- [KUTIPAN TEKS]
════════════════════

Dari Padang Pasir ke Pusat Energi: Pelajaran Ekonomi Abu Dhabi untuk Indonesia Masa Kini
Pada tahun 1971, seorang penyair sekaligus ekonom bernama Mana Saeed Al-Otaiba menerbitkan buku The Economy of Abu Dhabi, Ancient and Modern, sebuah karya penting yang mendokumentasikan transformasi luar biasa dari wilayah gurun tandus menjadi salah satu pusat energi dunia. Di tengah ketidakpastian ekonomi global dan tantangan pembangunan yang masih dihadapi Indonesia saat ini, kisah Abu Dhabi menjadi cermin sekaligus inspirasi. Bagaimana sebuah negara kecil dengan sumber daya terbatas mampu merancang masa depan ekonominya dengan visi yang berani? Dan apa yang bisa dipetik Indonesia, negara besar yang kaya sumber daya namun penuh tantangan struktural, dari perjalanan ekonomi Emirat tersebut? Tulisan ini mencoba menjawab pertanyaan itu melalui perbandingan reflektif antara Abu Dhabi 1970-an dan Indonesia masa kini.
Sebelum ditemukannya cadangan minyak yang melimpah, ekonomi Abu Dhabi seperti wilayah Teluk Arab lainnya bertumpu pada aktivitas tradisional yang sangat bergantung pada kondisi alam dan musim. Mata pencaharian utama rakyatnya adalah menyelam mutiara, perikanan, dan perdagangan skala kecil dengan wilayah sekitarnya seperti Persia, India, dan Afrika Timur. Kehidupan berlangsung keras dan penuh ketidakpastian, karena produksi ekonomi sangat rentan terhadap cuaca, fluktuasi pasar, dan gangguan politik regional.
Namun titik balik besar terjadi pada pertengahan abad ke-20 ketika ditemukan ladang minyak di kawasan tersebut. Sejak itulah wajah ekonomi Abu Dhabi berubah drastis. Seperti yang dijelaskan oleh Al-Otaiba, pendapatan dari minyak mulai mengalir deras ke kas negara, memungkinkan pemerintah untuk mulai membangun infrastruktur, sistem pendidikan, layanan kesehatan, dan proyek-proyek modernisasi lainnya yang sebelumnya tidak terbayangkan.
Minyak bukan hanya membawa kekayaan, tetapi juga menghadirkan tantangan baru: bagaimana mengelola kekayaan itu secara strategis? Abu Dhabi, melalui visi para pemimpinnya termasuk Sheikh Zayed, memutuskan untuk menjadikan minyak sebagai modal pembangunan jangka panjang bukan hanya sumber konsumsi sesaat. Maka dimulailah transformasi ekonomi yang bukan hanya bersifat fisik (jalan, pelabuhan, sekolah), tetapi juga kelembagaan, dengan pembentukan lembaga keuangan, kementerian, dan regulasi ekonomi yang lebih terstruktur.

════════════════════

- [TUGAS YANG DIKERJAKAN]
a) Menurut kutipan tentang ekonomi Abu Dhabi, apa judul buku yang diterbitkan Mana Saeed Al-Otaiba pada tahun 1971?
b) Sebutkan semua wilayah yang menjadi tujuan perdagangan skala kecil Abu Dhabi sebelum minyak ditemukan, menurut kutipan tentang ekonomi Abu Dhabi.
c) Sambung kutipan tentang ekonomi Abu Dhabi mulai setelah kalimat terakhirnya.

- [DATA YANG TERSEDIA]
════════════════════

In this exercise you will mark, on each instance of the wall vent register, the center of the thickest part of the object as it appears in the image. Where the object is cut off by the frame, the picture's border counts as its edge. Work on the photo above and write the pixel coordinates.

════════════════════

- [HASIL YANG DIHARAPKAN]
a) The Economy of Abu Dhabi, Ancient and Modern

b) Persia, India, dan Afrika Timur

c)
Al-Otaiba menekankan bahwa titik krusial dalam keberhasilan Abu Dhabi bukan hanya penemuan minyak itu sendiri, melainkan cara pemerintah memanfaatkan momentum tersebut secara terencana. Ini berbeda dengan banyak negara kaya sumber daya lainnya yang terjebak dalam "kutukan sumber daya" (resource curse). Abu Dhabi memilih untuk menyusun anggaran berbasis rencana lima tahunan, membangun cadangan devisa, dan menempatkan kepercayaan pada sektor swasta domestik dalam rangka diversifikasi ekonomi jangka panjang.
Dalam bukunya The Economy of Abu Dhabi, Ancient and Modern, Mana Saeed Al-Otaiba tidak hanya mencatat transisi ekonomi yang terjadi secara faktual, tetapi juga menyoroti dengan tajam strategi di balik perubahan tersebut. Menurut Al-Otaiba, keberhasilan ekonomi Abu Dhabi tidak bisa dilepaskan dari kombinasi antara visi politik yang kuat, tata kelola keuangan yang terpusat, dan investasi jangka panjang yang strategis.
Salah satu langkah awal yang paling menonjol adalah investasi besar-besaran dalam infrastruktur dasar: jalan raya, pelabuhan, listrik, air bersih, dan perumahan rakyat. Pemerintah memahami bahwa tanpa fondasi fisik yang memadai, pembangunan ekonomi hanya akan bersifat tambal sulam. Namun tak hanya itu, sektor pendidikan juga menjadi prioritas utama. Al-Otaiba menekankan bahwa pendidikan adalah kunci untuk memutus ketergantungan pada tenaga kerja asing dan menciptakan generasi baru Emirati yang siap mengelola negaranya sendiri.
Meski ladang minyak menghasilkan pendapatan besar, para pemimpin Abu Dhabi sadar bahwa sumber daya alam tidak akan bertahan selamanya. Oleh karena itu, diversifikasi ekonomi menjadi agenda penting sejak awal. Pemerintah mulai menanamkan modal ke sektor-sektor lain seperti konstruksi, jasa keuangan, perdagangan, dan pariwisata. Al-Otaiba mencatat bahwa sektor publik menjadi katalis utama, tetapi peran sektor swasta juga didorong melalui insentif fiskal, kemudahan berusaha, dan kepastian hukum.
Salah satu keunikan Abu Dhabi dibandingkan dengan negara berkembang lainnya adalah cara mereka mengelola kekayaan negara secara terpusat. Melalui lembaga-lembaga semacam Abu Dhabi Investment Authority (ADIA) dan Dewan Tertinggi Minyak, pemerintah mampu menghindari fragmentasi kebijakan dan memastikan bahwa pembangunan ekonomi berjalan dalam satu arah yang konsisten. Al-Otaiba menilai bahwa konsolidasi kekuasaan ekonomi ini bukan berarti otoritarianisme semata, tetapi bentuk efisiensi dalam pengambilan keputusan di tengah lonjakan perubahan.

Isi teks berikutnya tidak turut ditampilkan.